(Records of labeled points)
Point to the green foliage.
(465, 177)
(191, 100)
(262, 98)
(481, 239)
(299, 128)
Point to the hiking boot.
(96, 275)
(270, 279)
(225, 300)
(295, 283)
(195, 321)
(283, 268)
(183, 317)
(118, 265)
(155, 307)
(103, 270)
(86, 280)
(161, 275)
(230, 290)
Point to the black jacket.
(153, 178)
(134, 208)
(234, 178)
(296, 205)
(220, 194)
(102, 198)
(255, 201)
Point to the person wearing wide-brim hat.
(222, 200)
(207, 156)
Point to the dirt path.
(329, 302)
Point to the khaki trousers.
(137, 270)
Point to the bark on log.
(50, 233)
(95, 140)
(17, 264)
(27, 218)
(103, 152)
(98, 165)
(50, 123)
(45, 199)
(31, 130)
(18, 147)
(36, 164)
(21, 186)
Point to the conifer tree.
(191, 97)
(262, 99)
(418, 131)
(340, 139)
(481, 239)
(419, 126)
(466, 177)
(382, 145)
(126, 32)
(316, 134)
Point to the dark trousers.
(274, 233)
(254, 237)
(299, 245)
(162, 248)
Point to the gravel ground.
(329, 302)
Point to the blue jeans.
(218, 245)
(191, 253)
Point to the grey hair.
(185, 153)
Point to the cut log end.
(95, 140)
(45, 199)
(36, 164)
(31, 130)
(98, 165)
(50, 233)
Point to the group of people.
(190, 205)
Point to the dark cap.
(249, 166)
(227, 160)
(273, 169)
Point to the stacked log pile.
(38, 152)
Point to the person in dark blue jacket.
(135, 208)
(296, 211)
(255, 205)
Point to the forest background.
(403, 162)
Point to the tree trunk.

» Task directions
Return all of the entries above verbatim, reproducing each line without alteration.

» The reply
Point to the green foliage.
(465, 177)
(191, 100)
(262, 98)
(481, 239)
(299, 128)
Point to the hiking boot.
(96, 275)
(270, 279)
(225, 300)
(295, 283)
(195, 321)
(283, 268)
(183, 317)
(118, 265)
(155, 307)
(103, 270)
(86, 280)
(161, 275)
(230, 290)
Point to the black jacket.
(153, 178)
(134, 208)
(234, 178)
(296, 205)
(220, 194)
(102, 198)
(255, 201)
Point to the person wearing wide-brim hat.
(222, 200)
(207, 156)
Point to the dirt path.
(329, 302)
Point to the khaki trousers.
(137, 270)
Point to the bark on log.
(50, 233)
(95, 140)
(17, 264)
(27, 218)
(103, 152)
(98, 165)
(50, 123)
(45, 199)
(31, 130)
(18, 147)
(36, 164)
(21, 186)
Point to the conifer tree.
(191, 97)
(262, 99)
(418, 131)
(340, 139)
(481, 239)
(419, 126)
(466, 177)
(382, 145)
(126, 32)
(316, 134)
Point to the dark trousers.
(274, 233)
(254, 237)
(299, 245)
(162, 248)
Point to the gravel ground.
(329, 302)
Point to the blue jeans.
(218, 245)
(191, 253)
Point to the grey hair.
(185, 153)
Point to the cut log end.
(95, 140)
(45, 199)
(36, 164)
(31, 130)
(98, 165)
(50, 233)
Point to the group of people.
(190, 205)
Point to the dark cap.
(249, 166)
(227, 160)
(273, 169)
Point to the stacked log pile.
(38, 152)
Point to the person in dark blue jacket.
(135, 208)
(296, 211)
(255, 205)
Point to the forest background.
(403, 162)
Point to the tree trunk.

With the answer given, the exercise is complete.